(Stored records)

——————————

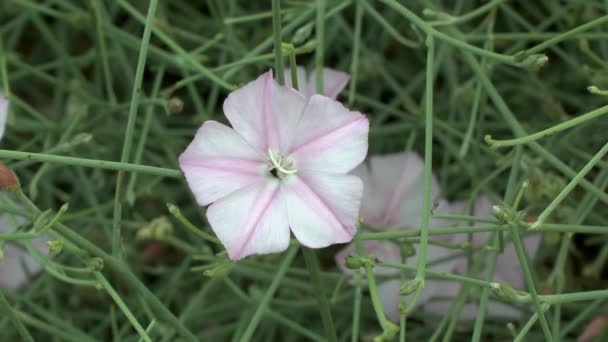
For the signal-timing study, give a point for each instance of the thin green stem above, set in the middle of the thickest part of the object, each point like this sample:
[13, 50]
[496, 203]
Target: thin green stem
[354, 65]
[315, 277]
[126, 147]
[7, 310]
[546, 132]
[92, 163]
[278, 49]
[568, 188]
[320, 51]
[121, 304]
[563, 36]
[276, 281]
[428, 169]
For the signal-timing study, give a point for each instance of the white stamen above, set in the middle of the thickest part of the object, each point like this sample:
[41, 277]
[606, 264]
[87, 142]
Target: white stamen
[278, 165]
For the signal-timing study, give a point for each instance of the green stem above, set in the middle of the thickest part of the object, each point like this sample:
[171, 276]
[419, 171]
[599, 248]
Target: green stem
[5, 307]
[276, 281]
[429, 30]
[530, 284]
[123, 272]
[524, 331]
[546, 132]
[356, 308]
[568, 188]
[320, 51]
[92, 163]
[121, 304]
[278, 50]
[315, 277]
[563, 36]
[126, 147]
[354, 66]
[428, 170]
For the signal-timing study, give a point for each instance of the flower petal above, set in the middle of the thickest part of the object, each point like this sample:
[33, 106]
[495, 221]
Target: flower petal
[333, 82]
[397, 183]
[264, 113]
[330, 138]
[323, 212]
[302, 81]
[18, 266]
[508, 268]
[218, 161]
[3, 114]
[251, 220]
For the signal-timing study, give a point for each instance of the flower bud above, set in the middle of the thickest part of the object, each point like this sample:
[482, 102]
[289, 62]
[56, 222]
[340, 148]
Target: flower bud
[302, 34]
[353, 262]
[96, 264]
[55, 247]
[410, 286]
[8, 179]
[157, 229]
[175, 105]
[506, 292]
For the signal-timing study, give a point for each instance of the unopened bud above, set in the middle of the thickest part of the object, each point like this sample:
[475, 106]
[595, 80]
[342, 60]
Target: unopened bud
[302, 33]
[96, 264]
[8, 179]
[535, 62]
[353, 262]
[506, 292]
[55, 247]
[410, 286]
[175, 105]
[220, 269]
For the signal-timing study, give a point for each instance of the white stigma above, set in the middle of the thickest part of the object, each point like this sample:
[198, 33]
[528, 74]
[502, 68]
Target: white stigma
[278, 163]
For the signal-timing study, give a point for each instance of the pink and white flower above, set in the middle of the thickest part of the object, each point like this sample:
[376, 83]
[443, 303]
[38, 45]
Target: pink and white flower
[393, 194]
[283, 164]
[16, 266]
[333, 82]
[507, 270]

——————————

Please give the entries above again exactly as written, leaving out any pictures.

For the signal-timing study, give a point for each instance of the thin green stem above, set in the middle of the thickest part of the object, each point like this sample:
[13, 50]
[496, 203]
Target: thin green stem
[354, 65]
[315, 277]
[126, 147]
[7, 310]
[546, 132]
[92, 163]
[278, 49]
[568, 188]
[320, 51]
[121, 304]
[563, 36]
[276, 281]
[428, 169]
For the signal-timing study, give a point for each instance of the white stamen above, set in the middle of the thickest part of the object, each point like this sample:
[41, 277]
[606, 264]
[87, 142]
Target: white stamen
[278, 165]
For the signal-timing study, give a point for each instance of the green stem above, set in the middle of the thickest part of the object, each point like this sample:
[171, 276]
[419, 171]
[599, 248]
Target: green stem
[5, 307]
[276, 281]
[429, 30]
[530, 284]
[123, 272]
[524, 331]
[546, 132]
[356, 308]
[568, 188]
[320, 51]
[92, 163]
[121, 304]
[278, 50]
[315, 277]
[563, 36]
[126, 147]
[354, 66]
[428, 170]
For the signal-timing study, give a point for each instance of the flower petal above, set in the middle of the thickest part of the object, each point like this sample:
[33, 106]
[495, 221]
Target: flower petal
[333, 82]
[397, 183]
[264, 113]
[330, 138]
[323, 212]
[302, 81]
[18, 266]
[508, 268]
[218, 161]
[3, 114]
[251, 220]
For the signal-timing study, give a point for each instance of the flower bud above, set in the middle of the thickest part of the object, each point like this sample:
[482, 102]
[289, 62]
[56, 222]
[340, 148]
Target: flower bud
[302, 34]
[353, 262]
[96, 264]
[55, 247]
[410, 286]
[8, 179]
[157, 229]
[175, 105]
[506, 292]
For the signal-timing study, give a point for each instance of the unopened bud above, set in the middle of the thickest part of the object, each point like this sample:
[475, 106]
[595, 80]
[342, 60]
Target: unopened bud
[302, 33]
[96, 264]
[8, 179]
[535, 62]
[353, 262]
[506, 292]
[55, 247]
[410, 286]
[175, 105]
[220, 269]
For the signal-timing study, give a point for each instance of the white stigma above, set in the middle of the thickest part of the object, each point like this sample:
[198, 33]
[528, 74]
[502, 68]
Target: white stigma
[278, 163]
For the signal-timing study, give a point for each instance of the pink and white flower above, set in the middle of the thickest part of the object, each point like this sample:
[376, 83]
[443, 303]
[38, 45]
Target: pink and white flower
[393, 194]
[283, 164]
[16, 266]
[333, 82]
[507, 270]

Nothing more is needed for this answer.